### Directions
(a) Count the lines of the records that contain the string "patch", treating uppercase and lowercase letters as distinct. Give only the number.
(b) Carry on the discussion below about how much of the visible light reaching Earth comes from stars other than the Sun, starting after its last sentence.

### Document excerpt
[START]
How many percent of the visible light reaching the Earth are from other stars than the Sun? How many percent of the whole visible light reaching the Earth are from other stars than the Sun?
Is it maybe 0,5 - 1% or is my guess already too much?
I am interested mainly in visible light, but if you have knowledge about other parts you can drop it too ;)
 A: According to this site
http://en.wikipedia.org/wiki/Apparent_magnitude
It should be around 0.000001%.
Because the "The total integrated magnitude of the night sky as seen from Earth" is -6.5 and the sun is -26.74. 2.512^20.24 = 125 million.
A: The ratio of starlight to sunlight is much, much smaller than 0.5%. A value of 0.0000001% is far more accurate.
A: I don't know the exact number but I want to support Johannes' claim that the percentage is way smaller by a calculation.
[END]
Excerpts from point annotation data:
[START]
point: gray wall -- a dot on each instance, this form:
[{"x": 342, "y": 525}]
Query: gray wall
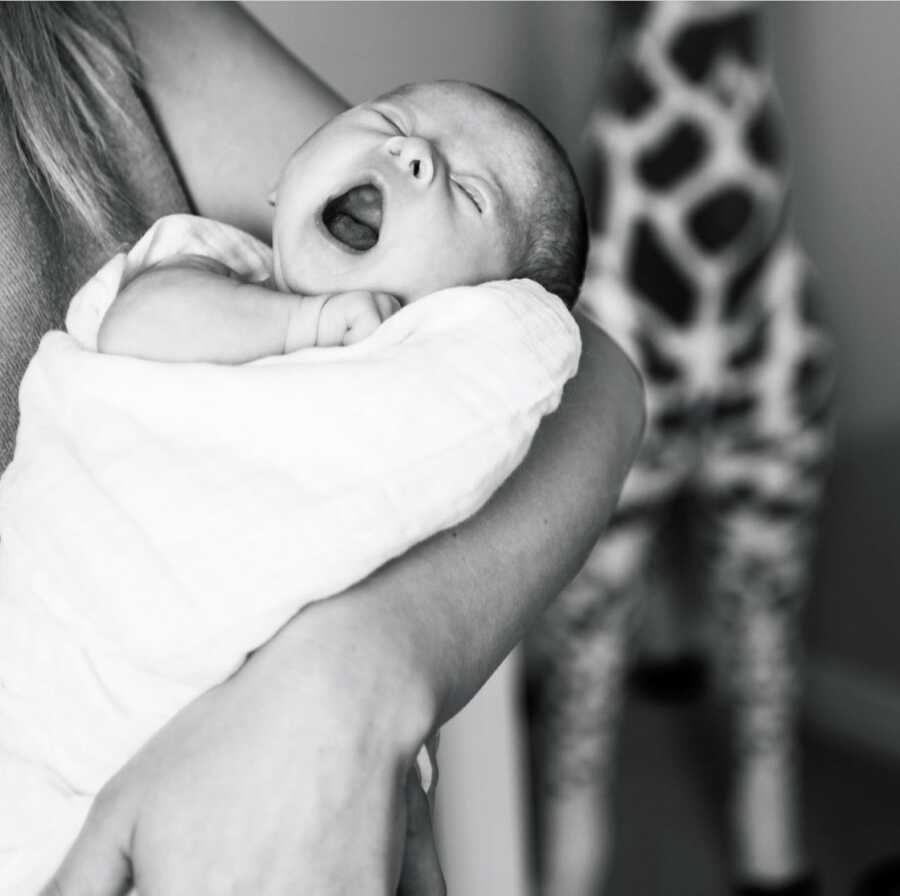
[
  {"x": 839, "y": 80},
  {"x": 839, "y": 77}
]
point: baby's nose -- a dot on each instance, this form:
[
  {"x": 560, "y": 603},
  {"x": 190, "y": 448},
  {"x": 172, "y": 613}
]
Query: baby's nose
[{"x": 414, "y": 156}]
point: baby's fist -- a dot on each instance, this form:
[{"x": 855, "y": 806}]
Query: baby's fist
[{"x": 348, "y": 317}]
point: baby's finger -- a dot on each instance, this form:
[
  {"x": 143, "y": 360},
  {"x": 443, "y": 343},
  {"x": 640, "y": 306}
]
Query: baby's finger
[{"x": 386, "y": 304}]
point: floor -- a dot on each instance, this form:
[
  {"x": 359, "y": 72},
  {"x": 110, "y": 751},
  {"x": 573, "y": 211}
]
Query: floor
[{"x": 670, "y": 802}]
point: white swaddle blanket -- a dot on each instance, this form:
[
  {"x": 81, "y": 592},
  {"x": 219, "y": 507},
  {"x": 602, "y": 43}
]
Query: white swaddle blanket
[{"x": 159, "y": 521}]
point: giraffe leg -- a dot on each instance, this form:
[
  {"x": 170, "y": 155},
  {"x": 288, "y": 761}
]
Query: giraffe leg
[
  {"x": 576, "y": 665},
  {"x": 763, "y": 679},
  {"x": 762, "y": 541}
]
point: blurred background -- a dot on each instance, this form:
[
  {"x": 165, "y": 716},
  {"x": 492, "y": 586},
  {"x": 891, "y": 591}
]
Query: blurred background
[{"x": 838, "y": 75}]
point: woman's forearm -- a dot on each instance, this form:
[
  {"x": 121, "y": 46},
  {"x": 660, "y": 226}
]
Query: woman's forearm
[{"x": 444, "y": 615}]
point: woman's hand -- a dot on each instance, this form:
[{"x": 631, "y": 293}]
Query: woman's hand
[{"x": 290, "y": 777}]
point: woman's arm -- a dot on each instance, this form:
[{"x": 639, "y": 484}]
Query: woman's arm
[{"x": 231, "y": 102}]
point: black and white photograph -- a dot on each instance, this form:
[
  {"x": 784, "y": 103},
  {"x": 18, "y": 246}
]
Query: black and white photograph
[{"x": 448, "y": 448}]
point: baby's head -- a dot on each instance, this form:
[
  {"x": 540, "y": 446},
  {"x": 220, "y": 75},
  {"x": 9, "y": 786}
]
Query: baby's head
[{"x": 432, "y": 185}]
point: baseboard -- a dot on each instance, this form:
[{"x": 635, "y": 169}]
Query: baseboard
[{"x": 854, "y": 705}]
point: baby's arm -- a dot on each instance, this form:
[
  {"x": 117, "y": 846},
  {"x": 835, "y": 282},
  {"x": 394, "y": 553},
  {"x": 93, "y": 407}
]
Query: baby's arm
[{"x": 194, "y": 308}]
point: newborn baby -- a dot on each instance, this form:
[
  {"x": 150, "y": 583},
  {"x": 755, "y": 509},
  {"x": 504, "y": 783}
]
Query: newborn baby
[
  {"x": 432, "y": 185},
  {"x": 159, "y": 521}
]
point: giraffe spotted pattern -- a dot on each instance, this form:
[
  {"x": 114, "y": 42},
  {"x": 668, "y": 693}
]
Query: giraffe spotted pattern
[{"x": 694, "y": 271}]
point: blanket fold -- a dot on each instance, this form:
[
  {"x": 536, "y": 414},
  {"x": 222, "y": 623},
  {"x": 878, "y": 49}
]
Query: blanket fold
[{"x": 160, "y": 521}]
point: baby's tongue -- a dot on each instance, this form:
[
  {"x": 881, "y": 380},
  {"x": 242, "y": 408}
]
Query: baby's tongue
[{"x": 354, "y": 217}]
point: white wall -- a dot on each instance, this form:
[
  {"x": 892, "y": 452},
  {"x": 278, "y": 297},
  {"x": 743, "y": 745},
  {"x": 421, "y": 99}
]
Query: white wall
[{"x": 363, "y": 49}]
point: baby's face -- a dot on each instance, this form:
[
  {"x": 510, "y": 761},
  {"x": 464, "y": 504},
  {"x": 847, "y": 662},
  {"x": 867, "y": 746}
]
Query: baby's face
[{"x": 407, "y": 195}]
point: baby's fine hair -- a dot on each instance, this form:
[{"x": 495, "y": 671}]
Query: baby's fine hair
[{"x": 556, "y": 243}]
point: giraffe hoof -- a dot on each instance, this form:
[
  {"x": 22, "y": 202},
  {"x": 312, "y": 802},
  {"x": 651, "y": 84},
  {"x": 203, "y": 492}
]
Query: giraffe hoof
[
  {"x": 806, "y": 885},
  {"x": 682, "y": 678}
]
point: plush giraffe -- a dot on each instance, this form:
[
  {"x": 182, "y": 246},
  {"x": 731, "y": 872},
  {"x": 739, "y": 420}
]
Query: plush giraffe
[{"x": 693, "y": 269}]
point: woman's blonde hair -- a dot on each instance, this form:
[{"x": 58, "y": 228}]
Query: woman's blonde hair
[{"x": 58, "y": 65}]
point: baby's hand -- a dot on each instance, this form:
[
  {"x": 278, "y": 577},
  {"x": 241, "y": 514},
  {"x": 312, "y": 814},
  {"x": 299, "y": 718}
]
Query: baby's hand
[{"x": 348, "y": 317}]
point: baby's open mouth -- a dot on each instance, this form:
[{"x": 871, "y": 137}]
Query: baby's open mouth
[{"x": 354, "y": 217}]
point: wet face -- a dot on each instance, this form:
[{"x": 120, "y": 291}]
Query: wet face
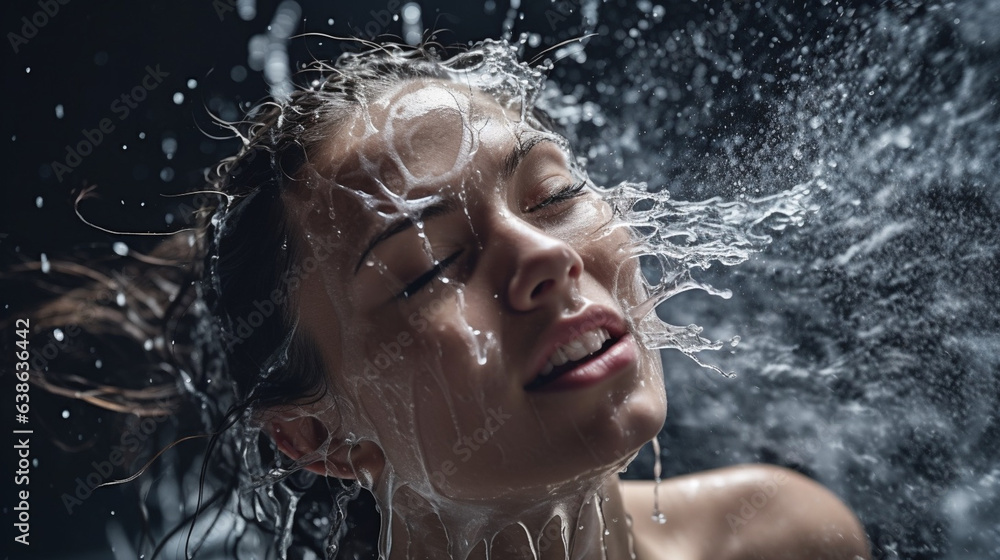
[{"x": 458, "y": 255}]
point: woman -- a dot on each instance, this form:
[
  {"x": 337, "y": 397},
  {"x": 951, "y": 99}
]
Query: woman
[{"x": 417, "y": 289}]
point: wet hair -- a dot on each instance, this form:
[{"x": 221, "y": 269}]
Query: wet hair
[{"x": 225, "y": 349}]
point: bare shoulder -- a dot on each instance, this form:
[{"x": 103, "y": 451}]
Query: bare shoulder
[{"x": 743, "y": 512}]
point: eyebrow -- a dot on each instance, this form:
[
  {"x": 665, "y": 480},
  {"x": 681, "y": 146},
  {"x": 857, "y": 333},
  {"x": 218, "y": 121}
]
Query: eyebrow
[
  {"x": 445, "y": 206},
  {"x": 440, "y": 208},
  {"x": 517, "y": 155}
]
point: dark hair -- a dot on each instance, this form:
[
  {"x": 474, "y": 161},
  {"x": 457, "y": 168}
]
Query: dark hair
[{"x": 210, "y": 293}]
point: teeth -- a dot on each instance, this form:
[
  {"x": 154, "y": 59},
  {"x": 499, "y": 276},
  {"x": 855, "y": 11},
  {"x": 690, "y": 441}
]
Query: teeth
[{"x": 584, "y": 345}]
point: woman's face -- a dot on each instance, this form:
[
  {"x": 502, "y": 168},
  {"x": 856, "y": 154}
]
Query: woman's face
[{"x": 452, "y": 265}]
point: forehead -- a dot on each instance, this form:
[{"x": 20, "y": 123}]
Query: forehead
[
  {"x": 418, "y": 139},
  {"x": 421, "y": 134}
]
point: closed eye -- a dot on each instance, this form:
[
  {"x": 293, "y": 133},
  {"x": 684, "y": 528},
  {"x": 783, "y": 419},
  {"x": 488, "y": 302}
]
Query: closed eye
[
  {"x": 413, "y": 287},
  {"x": 566, "y": 193}
]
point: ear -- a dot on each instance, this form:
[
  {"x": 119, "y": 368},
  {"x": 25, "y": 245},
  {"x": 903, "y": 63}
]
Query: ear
[{"x": 298, "y": 434}]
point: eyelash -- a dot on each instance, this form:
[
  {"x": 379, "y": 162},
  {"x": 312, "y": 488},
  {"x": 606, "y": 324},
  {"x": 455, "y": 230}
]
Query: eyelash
[
  {"x": 413, "y": 287},
  {"x": 566, "y": 193}
]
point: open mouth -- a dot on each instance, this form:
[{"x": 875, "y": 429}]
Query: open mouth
[{"x": 553, "y": 373}]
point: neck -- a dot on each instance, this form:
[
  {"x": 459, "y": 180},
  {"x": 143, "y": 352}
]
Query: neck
[{"x": 590, "y": 525}]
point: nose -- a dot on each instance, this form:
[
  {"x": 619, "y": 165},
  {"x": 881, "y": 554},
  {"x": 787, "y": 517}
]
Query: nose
[{"x": 545, "y": 268}]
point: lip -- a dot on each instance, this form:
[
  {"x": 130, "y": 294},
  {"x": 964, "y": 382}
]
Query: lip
[{"x": 613, "y": 359}]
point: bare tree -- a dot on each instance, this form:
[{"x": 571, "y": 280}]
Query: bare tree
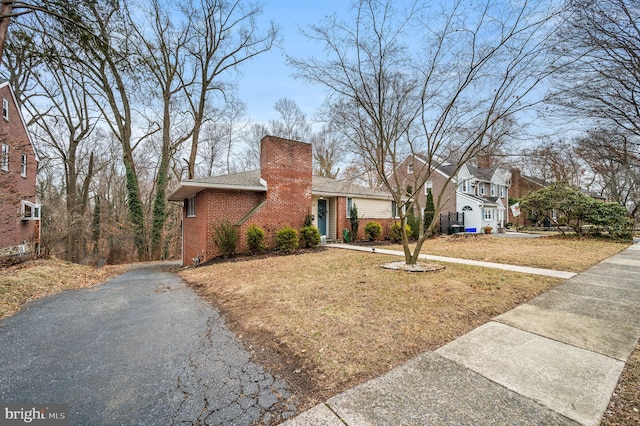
[
  {"x": 327, "y": 153},
  {"x": 292, "y": 122},
  {"x": 63, "y": 118},
  {"x": 162, "y": 45},
  {"x": 612, "y": 160},
  {"x": 602, "y": 82},
  {"x": 250, "y": 156},
  {"x": 476, "y": 65},
  {"x": 555, "y": 161}
]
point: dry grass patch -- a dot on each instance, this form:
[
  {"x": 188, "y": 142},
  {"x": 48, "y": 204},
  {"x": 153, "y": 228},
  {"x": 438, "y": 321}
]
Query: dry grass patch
[
  {"x": 624, "y": 407},
  {"x": 38, "y": 278},
  {"x": 335, "y": 318},
  {"x": 562, "y": 254}
]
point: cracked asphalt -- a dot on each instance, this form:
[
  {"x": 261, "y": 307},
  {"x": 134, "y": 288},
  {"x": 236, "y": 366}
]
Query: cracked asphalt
[{"x": 141, "y": 348}]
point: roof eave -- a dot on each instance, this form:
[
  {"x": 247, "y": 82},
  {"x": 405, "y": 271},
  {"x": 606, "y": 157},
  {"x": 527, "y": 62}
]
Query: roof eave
[
  {"x": 189, "y": 189},
  {"x": 350, "y": 195}
]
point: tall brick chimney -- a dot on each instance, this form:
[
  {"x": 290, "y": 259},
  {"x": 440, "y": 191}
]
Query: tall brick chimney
[{"x": 286, "y": 166}]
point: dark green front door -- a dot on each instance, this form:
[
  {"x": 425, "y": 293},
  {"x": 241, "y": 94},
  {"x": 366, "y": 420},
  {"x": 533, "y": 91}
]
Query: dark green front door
[{"x": 322, "y": 217}]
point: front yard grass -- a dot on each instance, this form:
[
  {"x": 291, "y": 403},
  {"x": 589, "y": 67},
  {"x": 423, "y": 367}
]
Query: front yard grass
[
  {"x": 329, "y": 320},
  {"x": 38, "y": 278},
  {"x": 550, "y": 252}
]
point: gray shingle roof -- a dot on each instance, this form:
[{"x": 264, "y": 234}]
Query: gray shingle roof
[
  {"x": 250, "y": 178},
  {"x": 327, "y": 186},
  {"x": 250, "y": 181}
]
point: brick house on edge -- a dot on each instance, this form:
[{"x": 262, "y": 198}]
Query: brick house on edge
[
  {"x": 280, "y": 194},
  {"x": 19, "y": 209}
]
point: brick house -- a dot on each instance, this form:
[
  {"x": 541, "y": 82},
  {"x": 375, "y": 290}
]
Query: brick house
[
  {"x": 281, "y": 193},
  {"x": 478, "y": 193},
  {"x": 19, "y": 208}
]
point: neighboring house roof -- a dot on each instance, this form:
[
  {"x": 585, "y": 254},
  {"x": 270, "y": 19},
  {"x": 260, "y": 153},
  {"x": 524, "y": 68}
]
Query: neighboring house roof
[
  {"x": 3, "y": 83},
  {"x": 251, "y": 181},
  {"x": 487, "y": 201}
]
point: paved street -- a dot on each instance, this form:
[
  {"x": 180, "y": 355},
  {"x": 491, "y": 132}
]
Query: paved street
[{"x": 139, "y": 349}]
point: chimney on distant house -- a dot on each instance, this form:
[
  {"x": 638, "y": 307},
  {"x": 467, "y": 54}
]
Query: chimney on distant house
[{"x": 484, "y": 160}]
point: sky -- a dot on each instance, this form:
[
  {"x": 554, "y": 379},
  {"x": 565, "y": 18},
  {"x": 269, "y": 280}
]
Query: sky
[{"x": 267, "y": 78}]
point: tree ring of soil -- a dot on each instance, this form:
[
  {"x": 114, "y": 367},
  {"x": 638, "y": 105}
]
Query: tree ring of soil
[{"x": 418, "y": 267}]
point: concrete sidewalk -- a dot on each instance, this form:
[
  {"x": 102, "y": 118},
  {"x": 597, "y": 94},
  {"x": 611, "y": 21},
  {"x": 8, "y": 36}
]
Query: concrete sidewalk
[{"x": 555, "y": 360}]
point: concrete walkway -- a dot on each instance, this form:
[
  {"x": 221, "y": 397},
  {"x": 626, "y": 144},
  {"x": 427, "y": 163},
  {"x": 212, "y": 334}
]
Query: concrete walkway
[
  {"x": 523, "y": 269},
  {"x": 555, "y": 360}
]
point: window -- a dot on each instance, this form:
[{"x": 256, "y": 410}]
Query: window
[
  {"x": 29, "y": 211},
  {"x": 428, "y": 186},
  {"x": 4, "y": 157},
  {"x": 191, "y": 206},
  {"x": 395, "y": 212},
  {"x": 23, "y": 170},
  {"x": 488, "y": 214}
]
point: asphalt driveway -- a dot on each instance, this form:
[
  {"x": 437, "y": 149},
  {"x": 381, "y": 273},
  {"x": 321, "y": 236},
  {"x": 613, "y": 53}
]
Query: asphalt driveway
[{"x": 141, "y": 348}]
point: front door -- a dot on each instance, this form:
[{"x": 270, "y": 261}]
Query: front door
[{"x": 322, "y": 217}]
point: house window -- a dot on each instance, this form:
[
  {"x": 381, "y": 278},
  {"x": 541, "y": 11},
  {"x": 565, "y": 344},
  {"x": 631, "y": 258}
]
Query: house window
[
  {"x": 4, "y": 157},
  {"x": 29, "y": 211},
  {"x": 395, "y": 212},
  {"x": 428, "y": 186},
  {"x": 191, "y": 206}
]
[END]
### Task-by-task outputs
(a) 2

(b)
Most of the light arguably comes from the Milky Way - especially the strip that gave name to the galaxy. The diameter of the Milky Way is 100,000-120,000 light years so the median star's distance is something like 50,000 light years away from us. That's approximately $3\times 10^{9}$ times longer a distance than those 500 seconds for the Sun. One must square the distance ratio to get the light power ratio, about $10^{17}$, between the Sun and the typical Milky Way star. Even when $10^{-17}$ is multiplied by the number of stars in the Milky Way, about $1-4\times 10^{11}$ stars, one gets $1-4$ parts per million of the light, also assuming that the Sun is an average-size star. My estimate is 3 orders of magnitude greater than Johannes' but it's still vastly smaller than 0.5%.
Just to check, Sirius is the brightest star in the sky. It's 25 times brighter than the Sun but it's 9 light years away, which is $500,000$ times further than the Sun. Square it and divide 25 by it to get $10^{-10}$. That's the fraction of the sunlight obtained from Sirius. You see that it's much smaller than the result for the generic Milky Way stars above, so individual bright (and mostly nearby) stars are unlikely to topple the statistical estimate. The weakest point of the statistical estimate is that the Sun isn't quite the average star.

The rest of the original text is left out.